What you need to do.
**a.** Answer these questions from the Maggie Mitchell article:
(i) In which two cities is Dyer Brown & Associates based?
(ii) In which journal was the seminal study on LGBTQ adolescent health disparities published?
(iii) What kind of organization is Skyland Trail, and where is it located?
**b.** Copy out the Maggie Mitchell article from "These patients may" to "welcome, and understood.", substituting "individuals" for every "patients".

##### Document text

Take 5 With Dyer Brown Architects’ Maggie Mitchell
In this series, Healthcare Design asks leading healthcare design professionals, firms, and owners to tell us what has their attention and share ideas on the subject.
Maggie Mitchell is associate and senior interior designer at Atlanta- and Boston-based Dyer Brown & Associates. Here she shares the top five design trends and issues getting her attention right now, including serving the behavioral health needs of adolescent LGBTQ+ clients, using outdoor spaces for dynamic and alternative therapies, and delivering safety and comfort through design.
- Making LGBTQ+ patients feel welcome
Many of the most interesting advances in healthcare design are happening in the behavioral health fields. Teen and adolescent LGBTQ patients, for example, often suffer from health disparities mainly because of fears of coming out and discrimination, according to a seminal study published in the medical science journal Cureus.
These patients may experience barriers to adequate mental health treatment, when in fact they may need more attention than non-LGBTQ patients, according to a recent International Journal of Environmental Research and Public Health study. Designers can help create settings that build trust and help young clients overcome their fears of seeking care. Incorporating all-gender restrooms, for example, lets these patients know they are expected, welcome, and understood.
- New ideas for outdoor therapy space
People think of behavioral and mental health practices as a series of therapy rooms connected by hallways. But this approach doesn’t serve today’s best treatment regimes, which have programs requiring a range of group settings and interstitial spaces. In fact, ample indoor areas to decompress and especially access to outdoor spaces are essential to successful patient outcomes, according to evidence-based design research cited by leading therapists. Those evidence-based findings support our intuition that access to daylight and views of nature are good for mental health, such as courtyards where patients are protected and safe, less likely to run, and can enjoy green grass and fresh air. Young people in treatment spend much time indoors in therapy, but it is also considered essential to positive outcomes to integrate physical exercise with outdoor treatment areas and with, for example, exercise stations available to clients, as they stimulate positive thinking and relax their mental states.
- Supportive environments for dynamic therapy
Another area of rapid growth and success is the use of more dynamic types of therapy for behavioral health, which can include horticulture, meditation, music, arts, and even equine and fitness components. This holistic approach is reflected in Dyer Brown’s designs for Skyland Trail, a nonprofit residential mental health treatment organization for adults and adolescents in Atlanta. The campus’ buildings and major interior spaces are built around gardens and patients have opportunities to work with their horticultural therapist in a greenhouse or various healing gardens.

##########
##### Provided records

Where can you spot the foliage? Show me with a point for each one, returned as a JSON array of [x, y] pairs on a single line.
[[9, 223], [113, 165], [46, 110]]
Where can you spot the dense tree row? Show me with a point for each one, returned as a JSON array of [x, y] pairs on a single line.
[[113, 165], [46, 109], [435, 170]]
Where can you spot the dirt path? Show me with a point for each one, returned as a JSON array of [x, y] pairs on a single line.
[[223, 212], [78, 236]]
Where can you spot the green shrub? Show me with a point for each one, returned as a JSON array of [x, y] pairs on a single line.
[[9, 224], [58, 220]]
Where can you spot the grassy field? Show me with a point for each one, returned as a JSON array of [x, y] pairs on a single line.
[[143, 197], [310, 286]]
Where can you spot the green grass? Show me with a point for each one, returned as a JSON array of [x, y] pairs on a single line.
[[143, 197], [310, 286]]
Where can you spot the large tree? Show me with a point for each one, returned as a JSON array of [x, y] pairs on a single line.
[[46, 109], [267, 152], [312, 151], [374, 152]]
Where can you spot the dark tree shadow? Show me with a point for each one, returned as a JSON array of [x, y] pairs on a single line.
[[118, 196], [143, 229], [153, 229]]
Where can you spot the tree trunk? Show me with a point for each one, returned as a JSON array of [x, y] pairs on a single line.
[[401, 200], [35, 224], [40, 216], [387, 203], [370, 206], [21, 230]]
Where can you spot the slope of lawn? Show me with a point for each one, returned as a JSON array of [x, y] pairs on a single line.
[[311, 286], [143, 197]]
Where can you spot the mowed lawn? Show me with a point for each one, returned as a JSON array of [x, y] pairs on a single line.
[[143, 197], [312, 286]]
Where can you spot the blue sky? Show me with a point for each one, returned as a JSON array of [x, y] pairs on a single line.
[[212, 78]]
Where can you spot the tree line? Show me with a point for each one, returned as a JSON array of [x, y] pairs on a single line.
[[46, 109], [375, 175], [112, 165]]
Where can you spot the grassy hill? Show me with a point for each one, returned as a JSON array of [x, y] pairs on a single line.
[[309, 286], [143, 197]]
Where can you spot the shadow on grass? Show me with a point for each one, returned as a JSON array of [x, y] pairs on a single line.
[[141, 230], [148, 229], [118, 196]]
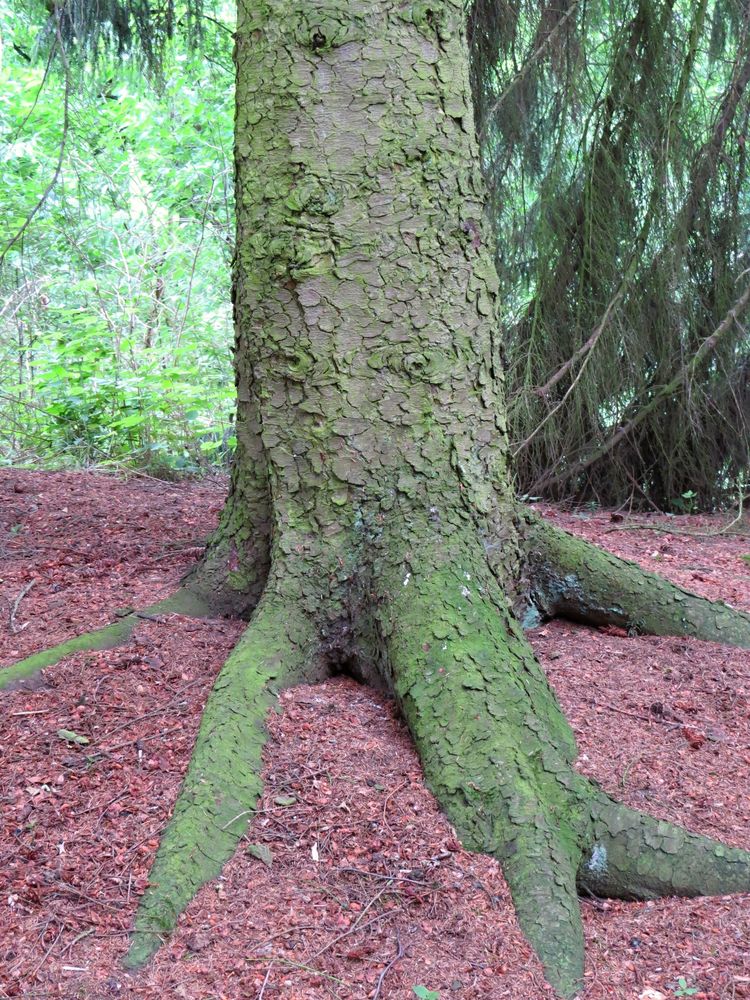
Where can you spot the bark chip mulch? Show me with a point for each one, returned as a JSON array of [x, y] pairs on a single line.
[[349, 883]]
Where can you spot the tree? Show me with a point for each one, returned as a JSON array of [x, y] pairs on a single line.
[[371, 525], [613, 138]]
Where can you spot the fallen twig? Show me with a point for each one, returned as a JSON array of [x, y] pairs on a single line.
[[387, 969], [265, 981], [12, 618]]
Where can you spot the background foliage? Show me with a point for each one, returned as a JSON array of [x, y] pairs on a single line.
[[614, 140], [115, 316], [614, 145]]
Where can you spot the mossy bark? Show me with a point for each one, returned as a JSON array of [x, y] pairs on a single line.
[[371, 503], [571, 578]]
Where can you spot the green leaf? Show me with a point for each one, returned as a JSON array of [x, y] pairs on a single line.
[[132, 421], [262, 853], [71, 737]]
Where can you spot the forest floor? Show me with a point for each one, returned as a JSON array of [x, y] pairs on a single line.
[[350, 883]]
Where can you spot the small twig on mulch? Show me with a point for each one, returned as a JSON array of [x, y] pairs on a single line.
[[265, 982], [387, 969], [12, 628], [389, 878], [47, 953], [150, 715], [388, 797], [357, 925], [79, 937]]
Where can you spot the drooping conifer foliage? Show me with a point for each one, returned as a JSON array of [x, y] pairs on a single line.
[[371, 525], [614, 145]]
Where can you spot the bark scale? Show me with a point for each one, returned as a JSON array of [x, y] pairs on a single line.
[[371, 502]]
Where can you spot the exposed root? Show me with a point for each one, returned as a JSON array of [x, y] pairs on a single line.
[[223, 783], [572, 578], [183, 602], [634, 856], [496, 749], [498, 755]]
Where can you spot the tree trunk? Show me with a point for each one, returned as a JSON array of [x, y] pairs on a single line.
[[371, 502]]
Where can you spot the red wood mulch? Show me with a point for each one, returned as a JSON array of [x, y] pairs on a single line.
[[368, 892]]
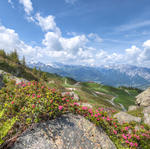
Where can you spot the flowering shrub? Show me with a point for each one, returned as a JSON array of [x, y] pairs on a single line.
[[33, 102]]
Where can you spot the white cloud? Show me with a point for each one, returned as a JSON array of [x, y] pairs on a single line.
[[10, 41], [27, 6], [70, 1], [11, 3], [133, 26], [95, 37], [146, 44], [46, 23]]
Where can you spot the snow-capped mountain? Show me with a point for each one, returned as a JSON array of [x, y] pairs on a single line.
[[114, 75]]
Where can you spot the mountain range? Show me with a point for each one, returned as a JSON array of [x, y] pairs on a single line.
[[113, 75]]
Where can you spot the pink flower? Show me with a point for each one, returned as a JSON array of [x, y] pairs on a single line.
[[131, 144], [99, 114], [63, 99], [135, 144], [60, 107], [115, 132], [12, 102], [96, 115], [53, 90], [38, 96], [33, 95], [108, 119], [76, 104], [90, 111], [125, 137], [127, 141], [33, 106], [84, 108]]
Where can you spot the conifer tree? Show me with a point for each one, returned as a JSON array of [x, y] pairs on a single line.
[[2, 53], [34, 70], [24, 62]]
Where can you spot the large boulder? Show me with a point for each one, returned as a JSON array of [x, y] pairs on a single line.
[[124, 117], [132, 107], [147, 118], [1, 81], [143, 99], [146, 110], [66, 132]]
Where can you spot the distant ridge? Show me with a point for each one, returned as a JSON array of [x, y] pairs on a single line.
[[113, 75]]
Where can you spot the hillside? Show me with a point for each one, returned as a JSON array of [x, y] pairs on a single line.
[[49, 96]]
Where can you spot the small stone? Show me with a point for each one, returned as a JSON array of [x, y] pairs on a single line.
[[132, 107], [124, 117]]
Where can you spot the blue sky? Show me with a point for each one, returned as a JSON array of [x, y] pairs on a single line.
[[86, 32]]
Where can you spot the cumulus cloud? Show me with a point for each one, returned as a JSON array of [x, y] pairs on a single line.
[[70, 1], [10, 41], [95, 37], [11, 3], [27, 6], [133, 25], [46, 23]]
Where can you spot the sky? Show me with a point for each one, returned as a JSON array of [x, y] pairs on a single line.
[[77, 32]]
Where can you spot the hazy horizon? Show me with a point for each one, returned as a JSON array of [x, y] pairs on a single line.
[[78, 32]]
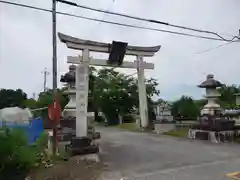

##########

Per-task outputs.
**a.**
(i) Atlanta and Boston.
(ii) Cureus.
(iii) A nonprofit residential mental health treatment organization for adults and adolescents, in Atlanta.

**b.**
These individuals may experience barriers to adequate mental health treatment, when in fact they may need more attention than non-LGBTQ individuals, according to a recent International Journal of Environmental Research and Public Health study. Designers can help create settings that build trust and help young clients overcome their fears of seeking care. Incorporating all-gender restrooms, for example, lets these individuals know they are expected, welcome, and understood.